**Requirement**: Reproduce all the entries precisely.

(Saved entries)
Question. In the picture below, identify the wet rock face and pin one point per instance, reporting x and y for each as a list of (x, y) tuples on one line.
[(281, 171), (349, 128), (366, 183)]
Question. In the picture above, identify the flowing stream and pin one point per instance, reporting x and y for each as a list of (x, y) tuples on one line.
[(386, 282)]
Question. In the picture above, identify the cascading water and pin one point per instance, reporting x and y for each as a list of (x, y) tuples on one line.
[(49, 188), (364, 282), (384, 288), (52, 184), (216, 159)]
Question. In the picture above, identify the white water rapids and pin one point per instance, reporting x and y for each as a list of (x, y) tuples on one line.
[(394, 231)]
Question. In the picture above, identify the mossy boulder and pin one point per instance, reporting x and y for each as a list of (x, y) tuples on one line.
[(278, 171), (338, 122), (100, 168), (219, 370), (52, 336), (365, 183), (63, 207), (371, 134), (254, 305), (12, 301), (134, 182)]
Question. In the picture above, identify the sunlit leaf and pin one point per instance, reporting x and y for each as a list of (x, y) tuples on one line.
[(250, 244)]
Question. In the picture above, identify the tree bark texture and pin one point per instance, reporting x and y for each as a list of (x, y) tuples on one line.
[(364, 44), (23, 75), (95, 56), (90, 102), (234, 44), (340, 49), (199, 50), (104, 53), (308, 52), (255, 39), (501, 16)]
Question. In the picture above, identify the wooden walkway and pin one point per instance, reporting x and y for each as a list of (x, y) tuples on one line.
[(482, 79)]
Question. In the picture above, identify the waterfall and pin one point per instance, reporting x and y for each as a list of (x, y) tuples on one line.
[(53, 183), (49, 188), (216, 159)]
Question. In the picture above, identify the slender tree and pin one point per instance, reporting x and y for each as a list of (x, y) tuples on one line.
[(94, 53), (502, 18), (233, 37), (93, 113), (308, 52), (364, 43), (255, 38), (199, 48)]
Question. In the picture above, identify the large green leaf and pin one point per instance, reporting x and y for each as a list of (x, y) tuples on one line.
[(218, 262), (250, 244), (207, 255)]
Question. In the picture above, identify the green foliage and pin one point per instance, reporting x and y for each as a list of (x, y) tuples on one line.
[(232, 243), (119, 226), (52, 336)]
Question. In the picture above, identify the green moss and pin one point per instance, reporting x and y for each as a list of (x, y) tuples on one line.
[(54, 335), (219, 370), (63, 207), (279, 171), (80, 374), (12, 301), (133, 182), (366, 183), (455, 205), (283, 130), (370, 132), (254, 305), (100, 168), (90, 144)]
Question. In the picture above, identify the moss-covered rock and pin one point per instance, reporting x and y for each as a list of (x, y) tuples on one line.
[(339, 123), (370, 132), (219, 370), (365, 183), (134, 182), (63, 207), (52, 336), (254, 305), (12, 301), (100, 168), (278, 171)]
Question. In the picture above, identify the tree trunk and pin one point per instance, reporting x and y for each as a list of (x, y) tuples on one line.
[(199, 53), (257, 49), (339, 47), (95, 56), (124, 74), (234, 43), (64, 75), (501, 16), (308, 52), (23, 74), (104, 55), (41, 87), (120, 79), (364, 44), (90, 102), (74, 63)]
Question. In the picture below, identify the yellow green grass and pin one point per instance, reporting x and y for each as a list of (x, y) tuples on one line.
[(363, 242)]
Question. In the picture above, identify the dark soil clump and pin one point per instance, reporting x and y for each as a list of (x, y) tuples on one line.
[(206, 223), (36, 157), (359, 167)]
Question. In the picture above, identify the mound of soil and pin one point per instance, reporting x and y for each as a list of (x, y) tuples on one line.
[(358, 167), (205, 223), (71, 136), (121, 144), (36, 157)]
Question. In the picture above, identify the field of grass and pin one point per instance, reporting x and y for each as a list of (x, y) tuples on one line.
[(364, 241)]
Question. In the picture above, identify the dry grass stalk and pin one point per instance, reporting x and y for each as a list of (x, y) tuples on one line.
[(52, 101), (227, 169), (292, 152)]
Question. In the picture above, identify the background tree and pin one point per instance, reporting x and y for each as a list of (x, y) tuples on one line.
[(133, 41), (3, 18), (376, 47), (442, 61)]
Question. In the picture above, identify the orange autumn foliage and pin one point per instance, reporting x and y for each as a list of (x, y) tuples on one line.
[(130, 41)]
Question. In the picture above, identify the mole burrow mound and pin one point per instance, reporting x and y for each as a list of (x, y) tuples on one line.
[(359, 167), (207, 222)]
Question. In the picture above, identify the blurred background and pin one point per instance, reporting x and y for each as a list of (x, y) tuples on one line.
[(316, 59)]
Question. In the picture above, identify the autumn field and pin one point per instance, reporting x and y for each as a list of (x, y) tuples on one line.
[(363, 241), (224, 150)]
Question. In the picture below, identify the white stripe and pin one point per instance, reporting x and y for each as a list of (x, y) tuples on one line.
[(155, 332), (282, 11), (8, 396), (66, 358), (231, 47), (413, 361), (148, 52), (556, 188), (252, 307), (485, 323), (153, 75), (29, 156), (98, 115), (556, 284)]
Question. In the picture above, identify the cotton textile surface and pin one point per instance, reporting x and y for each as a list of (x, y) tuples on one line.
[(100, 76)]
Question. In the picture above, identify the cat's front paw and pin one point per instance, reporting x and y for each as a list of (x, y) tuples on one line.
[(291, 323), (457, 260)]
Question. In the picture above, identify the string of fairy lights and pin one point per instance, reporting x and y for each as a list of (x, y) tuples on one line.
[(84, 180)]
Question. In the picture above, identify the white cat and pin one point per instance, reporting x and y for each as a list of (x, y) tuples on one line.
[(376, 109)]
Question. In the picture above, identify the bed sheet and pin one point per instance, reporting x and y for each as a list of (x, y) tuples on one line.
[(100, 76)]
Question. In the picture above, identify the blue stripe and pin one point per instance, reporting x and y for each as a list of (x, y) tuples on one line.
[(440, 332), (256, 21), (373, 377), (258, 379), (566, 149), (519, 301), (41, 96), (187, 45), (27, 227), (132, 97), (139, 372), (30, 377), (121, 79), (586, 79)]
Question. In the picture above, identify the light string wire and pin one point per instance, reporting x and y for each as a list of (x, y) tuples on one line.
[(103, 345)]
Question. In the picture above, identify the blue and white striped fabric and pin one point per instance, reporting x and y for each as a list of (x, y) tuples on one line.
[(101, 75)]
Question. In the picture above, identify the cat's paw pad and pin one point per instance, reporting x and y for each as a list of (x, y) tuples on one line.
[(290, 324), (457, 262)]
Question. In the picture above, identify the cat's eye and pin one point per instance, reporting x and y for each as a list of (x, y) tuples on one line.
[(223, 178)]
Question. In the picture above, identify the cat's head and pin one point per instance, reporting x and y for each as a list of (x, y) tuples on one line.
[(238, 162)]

**Reply to the task**:
Question. In the picture below, identify the wet rock face and pin one point per instance, reporting x and y for each as a list of (x, y) tuples on one line.
[(281, 171), (349, 128), (366, 183)]
Question. In the picture above, identify the flowing stream and pin one point per instance, reporting x and y for each as a list of (x, y) tuples on one line.
[(386, 282)]
Question. In the picture above, identify the cascading water and pin one point per instance, reporting x and y for each as a list of (x, y) tuples on one line.
[(49, 188), (364, 282), (384, 288), (52, 184), (216, 159)]
Question. In the picture above, identify the white water rapids and pin one point per instance, reporting x and y for each as a list of (x, y) tuples on one line.
[(394, 231)]
Question. In the picture above, identify the mossy boulder and pin one point per instance, reporting x and y for each as a list of (x, y) tuples on one line.
[(278, 171), (338, 122), (100, 168), (219, 370), (52, 336), (365, 183), (63, 207), (371, 134), (254, 305), (12, 301), (134, 182)]
Question. In the picture above, identify the sunlit leaf and pin one point per instance, reporting x and y for each as a list of (x, y) tuples on one line.
[(250, 244)]
Question. In the picture above, identify the tree bark texture and pin one point per instance, reporting x and y for each as a list of (x, y) tuples on one line.
[(364, 44), (23, 75), (95, 56), (90, 102), (234, 44), (340, 49), (199, 50), (104, 53), (308, 52), (255, 39), (501, 16)]
Question. In the picture above, identify the wooden walkway and pin one point per instance, reporting x and y for each as a list of (x, y) tuples on one line.
[(482, 79)]
Question. In the picture above, identify the waterfall and pin one point per instance, reporting x and y for each as a list of (x, y) tuples on one line.
[(53, 183), (49, 188), (216, 159)]
Question. In the picture above, identify the slender tree and pin one point per instance, reporting x and y for each as a list of (x, y) tuples on one line.
[(94, 53), (502, 18), (233, 37), (93, 113), (308, 52), (364, 43), (255, 38), (199, 48)]
Question. In the picture above, identify the large green leaf and pin one point per instance, reporting x and y for each as a list of (x, y) tuples on one line.
[(218, 262), (250, 244), (207, 255)]
Question. In the picture above, identify the green foliage and pin one point per instance, reporting x and y for each as a list of (x, y) tuples on one line.
[(232, 243), (119, 226), (52, 336)]
Question. In the picture above, identify the green moss and pin one point per instance, reporting x and y for each as a list of (x, y) tuples on one line.
[(54, 335), (219, 370), (63, 207), (279, 171), (80, 374), (12, 301), (133, 182), (366, 183), (455, 205), (283, 130), (370, 132), (254, 305), (100, 168), (90, 144)]
Question. In the picture above, identify the moss-covered rock and pin one point per instance, reporting x and y for each as a list of (x, y) tuples on one line.
[(339, 123), (370, 132), (219, 370), (365, 183), (134, 182), (63, 207), (52, 336), (254, 305), (12, 301), (100, 168), (278, 171)]
Question. In the picture above, identify the tree trunk and pin one point per instance, reporting x and y for each as a list of (x, y) tuples on one line.
[(199, 53), (257, 49), (339, 47), (95, 56), (124, 74), (234, 43), (64, 75), (501, 16), (308, 52), (23, 74), (104, 55), (41, 87), (120, 79), (364, 44), (90, 102), (74, 63)]
Question. In the picture below, identify the yellow green grass and pin one point per instance, reporting x and y for each as a list of (x, y) tuples on one line.
[(363, 242)]
Question. In the picture above, identify the dark soil clump and pin one point per instance, reporting x and y for each as a list of (x, y) tuples on one line.
[(206, 223), (36, 157), (359, 167)]
Question. In the picture above, identify the mound of soil and pin one point per instance, reporting x and y for each as a list of (x, y) tuples on one line.
[(358, 167), (205, 223), (71, 136), (121, 144), (36, 157)]
Question. In the picture above, identify the field of grass and pin one point per instance, reporting x and y for each as a list of (x, y) tuples on one line.
[(364, 241)]
Question. In the picture above, identify the dry grass stalk and pin one point per instance, reporting x and y for each as a list of (x, y) tuples on one line.
[(52, 101), (227, 169), (292, 152)]
Question. In the picture above, identify the background tree and pin one point per instance, reporting x and y for each as a list of (x, y) tuples on one line.
[(133, 41), (3, 18), (376, 47), (442, 61)]
Question. In the picture above, identify the orange autumn foliage and pin one point per instance, reporting x and y for each as a list of (x, y) tuples on one line.
[(130, 41)]
Question. In the picture above, identify the mole burrow mound and pin one point per instance, reporting x and y for each as a list of (x, y) tuples on one line.
[(359, 167), (207, 222)]
Question. In the picture above, identify the blurred background and pin one point per instance, reporting x and y for each as a list of (x, y) tuples on one line.
[(316, 59)]
Question. In the picture above, identify the autumn field and pin one point per instance, reporting x and y for each as a list of (x, y) tuples on one line.
[(363, 241), (224, 150)]
Question. In the picture below, identify the white stripe and pin one point per instance, reporting x and y for each as a list of (x, y) tuples on one line.
[(155, 332), (282, 11), (8, 396), (66, 358), (231, 47), (413, 361), (148, 52), (556, 188), (252, 307), (485, 323), (153, 75), (29, 156), (98, 115), (556, 284)]
Question. In the picture above, identify the cotton textile surface and pin one point per instance, reporting x and y for each as a list of (x, y) tuples on one line.
[(100, 76)]
Question. In the picture above, identify the cat's front paw and pin one point per instance, reporting x and y for each as a list of (x, y) tuples on one line.
[(291, 323), (457, 260)]
Question. In the picture above, identify the string of fairy lights and pin one point per instance, reporting x and y for each as a list of (x, y) tuples on one line.
[(84, 180)]
Question. In the picture above, identify the white cat and pin one point per instance, reporting x and y for each as a list of (x, y) tuples on one line.
[(376, 109)]
Question. In the picture above, identify the bed sheet and pin one point per instance, reporting x and y for each as a list of (x, y) tuples on one line.
[(100, 76)]
Question. In the picture above, identify the blue stripe and pin one point per instance, reporting x and y for each as a list of (x, y) tuples on one line.
[(440, 332), (256, 21), (373, 377), (258, 379), (566, 149), (519, 301), (41, 96), (187, 45), (27, 227), (132, 97), (139, 372), (30, 377), (121, 79), (586, 79)]
Question. In the picture above, identify the light string wire and pin one point per instance, reporting x and y for each as a list of (x, y) tuples on one line.
[(103, 345)]
Question. In the picture above, identify the blue and white striped fabric and pin one point per instance, reporting x and y for each as a list of (x, y) tuples on one line.
[(101, 75)]
Question. In the picture above, identify the cat's paw pad and pin one point per instance, reporting x and y for each as a list of (x, y) tuples on one line.
[(290, 324), (457, 262)]
Question. In the picture above, identify the cat's eye and pin one point per instance, reporting x and y for each as a list of (x, y) tuples on one line.
[(223, 178)]
Question. In the picture above, identify the cat's head and pin one point per instance, reporting x and y for each as a list of (x, y) tuples on one line.
[(238, 162)]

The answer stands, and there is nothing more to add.